News Release

Link between sunspots, rain helps predict disease in east Africa

Peer-Reviewed Publication

U.S. National Science Foundation

The research, conducted by paleoclimatologist Curt Stager of Paul Smith's College in Paul Smiths, N.Y. and colleagues, can be used by public health officials to increase measures against insect-borne diseases long before epidemics begin. The results are published online in the August 7 issue of the Journal of Geophysical Research.

The scientists showed that unusually heavy rainfalls in East Africa over the past century preceded peak sunspot activity by about one year.

"The hope is that people on the ground will use this research to predict heavy rainfall events," Stager said. "Those events lead to erosion, flooding and disease. With the help of these findings, we can now say when especially rainy seasons are likely to occur, several years in advance."

"These results are an important step in applying paleoclimate analyses to predicting future environmental conditions and their impacts on society," said Dave Verardo, director of the National Science Foundation's paleoclimate program, which funded the research. "It's especially important in a region [East Africa] perennially on the knife-edge of sustainability."

Sunspots indicate an increase in the sun's energy output, and peak on an 11-year cycle. The next peak is expected in 2011-12. If the pattern holds, rainfall would peak the year before.

Supplied records:
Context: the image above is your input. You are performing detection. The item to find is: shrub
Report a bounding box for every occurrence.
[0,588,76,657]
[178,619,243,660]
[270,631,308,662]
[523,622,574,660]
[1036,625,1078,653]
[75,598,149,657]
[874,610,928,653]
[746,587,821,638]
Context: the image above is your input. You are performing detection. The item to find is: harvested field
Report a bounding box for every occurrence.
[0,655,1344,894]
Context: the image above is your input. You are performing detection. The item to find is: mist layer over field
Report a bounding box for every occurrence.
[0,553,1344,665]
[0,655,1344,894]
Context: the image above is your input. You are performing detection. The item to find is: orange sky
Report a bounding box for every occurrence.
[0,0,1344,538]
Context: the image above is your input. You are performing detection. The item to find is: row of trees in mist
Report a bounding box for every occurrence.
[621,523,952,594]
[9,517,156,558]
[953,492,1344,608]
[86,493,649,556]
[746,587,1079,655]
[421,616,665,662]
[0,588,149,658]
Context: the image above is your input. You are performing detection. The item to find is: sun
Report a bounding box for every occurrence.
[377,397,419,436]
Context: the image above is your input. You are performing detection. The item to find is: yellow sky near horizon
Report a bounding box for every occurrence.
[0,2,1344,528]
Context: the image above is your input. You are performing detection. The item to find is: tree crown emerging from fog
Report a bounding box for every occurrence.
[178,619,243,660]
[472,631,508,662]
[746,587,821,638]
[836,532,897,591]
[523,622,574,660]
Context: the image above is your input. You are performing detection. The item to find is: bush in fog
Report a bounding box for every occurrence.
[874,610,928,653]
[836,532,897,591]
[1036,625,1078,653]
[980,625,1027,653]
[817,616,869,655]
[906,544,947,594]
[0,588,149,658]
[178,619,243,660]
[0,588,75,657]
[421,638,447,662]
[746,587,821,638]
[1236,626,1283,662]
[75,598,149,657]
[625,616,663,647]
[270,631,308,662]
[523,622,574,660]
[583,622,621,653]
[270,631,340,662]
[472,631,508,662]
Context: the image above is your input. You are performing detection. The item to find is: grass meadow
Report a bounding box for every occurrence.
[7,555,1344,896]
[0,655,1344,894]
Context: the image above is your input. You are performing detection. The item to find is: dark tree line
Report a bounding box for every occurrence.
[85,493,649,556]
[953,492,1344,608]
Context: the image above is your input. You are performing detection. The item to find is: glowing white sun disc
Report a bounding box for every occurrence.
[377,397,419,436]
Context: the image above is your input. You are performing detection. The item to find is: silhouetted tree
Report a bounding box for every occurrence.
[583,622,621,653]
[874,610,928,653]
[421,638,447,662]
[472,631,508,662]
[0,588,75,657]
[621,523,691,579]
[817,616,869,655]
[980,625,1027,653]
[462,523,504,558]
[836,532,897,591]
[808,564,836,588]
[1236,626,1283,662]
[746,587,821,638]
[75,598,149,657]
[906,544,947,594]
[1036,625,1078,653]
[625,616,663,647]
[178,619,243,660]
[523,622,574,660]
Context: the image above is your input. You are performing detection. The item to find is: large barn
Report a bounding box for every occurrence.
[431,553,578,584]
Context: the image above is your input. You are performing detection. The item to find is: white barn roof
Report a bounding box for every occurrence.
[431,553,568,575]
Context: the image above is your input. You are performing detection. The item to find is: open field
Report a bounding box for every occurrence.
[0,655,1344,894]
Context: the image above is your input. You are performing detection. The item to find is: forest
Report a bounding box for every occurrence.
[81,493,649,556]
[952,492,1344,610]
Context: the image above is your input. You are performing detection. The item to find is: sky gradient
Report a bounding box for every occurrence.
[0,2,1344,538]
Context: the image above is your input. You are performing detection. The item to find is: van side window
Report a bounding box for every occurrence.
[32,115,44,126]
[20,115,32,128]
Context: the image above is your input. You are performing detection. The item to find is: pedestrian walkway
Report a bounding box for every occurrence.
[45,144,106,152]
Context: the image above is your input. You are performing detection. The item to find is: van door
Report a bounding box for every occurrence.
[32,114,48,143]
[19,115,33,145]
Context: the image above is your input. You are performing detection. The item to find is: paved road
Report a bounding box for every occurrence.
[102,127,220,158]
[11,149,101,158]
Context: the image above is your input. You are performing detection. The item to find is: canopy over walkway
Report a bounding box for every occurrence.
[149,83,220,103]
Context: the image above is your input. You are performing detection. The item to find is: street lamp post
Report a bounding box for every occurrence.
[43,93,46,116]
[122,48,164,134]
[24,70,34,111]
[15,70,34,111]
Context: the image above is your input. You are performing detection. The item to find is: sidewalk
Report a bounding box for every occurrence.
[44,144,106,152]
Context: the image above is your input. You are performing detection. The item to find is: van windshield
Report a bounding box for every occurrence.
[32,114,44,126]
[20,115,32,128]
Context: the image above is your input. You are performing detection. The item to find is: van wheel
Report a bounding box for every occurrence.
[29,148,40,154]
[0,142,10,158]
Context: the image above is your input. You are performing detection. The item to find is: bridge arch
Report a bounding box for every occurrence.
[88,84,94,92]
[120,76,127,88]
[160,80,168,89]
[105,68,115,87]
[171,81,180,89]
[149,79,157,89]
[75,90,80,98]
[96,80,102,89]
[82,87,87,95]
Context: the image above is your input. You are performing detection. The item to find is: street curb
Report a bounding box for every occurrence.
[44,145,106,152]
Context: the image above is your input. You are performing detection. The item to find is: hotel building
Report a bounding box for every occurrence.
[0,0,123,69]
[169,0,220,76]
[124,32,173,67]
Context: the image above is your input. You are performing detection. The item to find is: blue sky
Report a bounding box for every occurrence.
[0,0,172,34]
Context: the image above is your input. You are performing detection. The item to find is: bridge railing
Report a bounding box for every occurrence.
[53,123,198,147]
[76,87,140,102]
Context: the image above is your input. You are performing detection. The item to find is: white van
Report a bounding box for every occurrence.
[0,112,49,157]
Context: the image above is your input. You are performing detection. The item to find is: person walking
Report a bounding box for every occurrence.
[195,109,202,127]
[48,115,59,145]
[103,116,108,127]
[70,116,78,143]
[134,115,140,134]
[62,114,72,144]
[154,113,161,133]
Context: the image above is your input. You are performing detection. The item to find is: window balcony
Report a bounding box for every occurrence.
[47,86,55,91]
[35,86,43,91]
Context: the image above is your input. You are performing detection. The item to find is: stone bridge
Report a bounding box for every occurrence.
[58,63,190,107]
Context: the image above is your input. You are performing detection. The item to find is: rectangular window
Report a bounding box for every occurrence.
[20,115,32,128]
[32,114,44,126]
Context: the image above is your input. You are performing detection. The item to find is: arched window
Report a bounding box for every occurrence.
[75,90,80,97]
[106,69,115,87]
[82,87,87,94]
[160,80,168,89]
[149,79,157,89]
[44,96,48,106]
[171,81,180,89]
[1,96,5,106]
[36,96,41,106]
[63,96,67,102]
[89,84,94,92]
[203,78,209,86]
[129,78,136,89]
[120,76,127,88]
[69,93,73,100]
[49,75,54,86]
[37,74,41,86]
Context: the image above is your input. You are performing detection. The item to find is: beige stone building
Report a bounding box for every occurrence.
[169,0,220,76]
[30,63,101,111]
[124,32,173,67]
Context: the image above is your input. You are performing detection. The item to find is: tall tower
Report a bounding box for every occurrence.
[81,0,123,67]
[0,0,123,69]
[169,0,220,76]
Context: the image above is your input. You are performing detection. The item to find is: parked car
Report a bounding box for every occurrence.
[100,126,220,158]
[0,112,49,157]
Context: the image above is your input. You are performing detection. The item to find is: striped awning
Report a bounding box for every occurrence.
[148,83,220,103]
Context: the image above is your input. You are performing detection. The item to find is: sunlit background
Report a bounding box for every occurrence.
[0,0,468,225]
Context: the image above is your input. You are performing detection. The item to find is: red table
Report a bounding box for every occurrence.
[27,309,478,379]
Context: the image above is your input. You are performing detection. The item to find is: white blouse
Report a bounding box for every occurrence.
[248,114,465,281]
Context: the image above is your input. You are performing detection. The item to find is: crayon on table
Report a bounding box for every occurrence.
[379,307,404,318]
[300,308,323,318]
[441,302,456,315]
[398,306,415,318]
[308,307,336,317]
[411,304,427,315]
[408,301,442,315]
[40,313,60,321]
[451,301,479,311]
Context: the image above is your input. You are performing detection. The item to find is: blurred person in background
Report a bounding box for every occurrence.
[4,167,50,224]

Problem details: Please quote the sunspot article word for word, starting with "The research, conducted" and going on through "of Geophysical Research.". This listing was taken from a different source than the sunspot article.

Completed task:
The research, conducted by paleoclimatologist Curt Stager of Paul Smith's College in Paul Smiths, N.Y. and colleagues, can be used by public health officials to increase measures against insect-borne diseases long before epidemics begin. The results are published online in the August 7 issue of the Journal of Geophysical Research.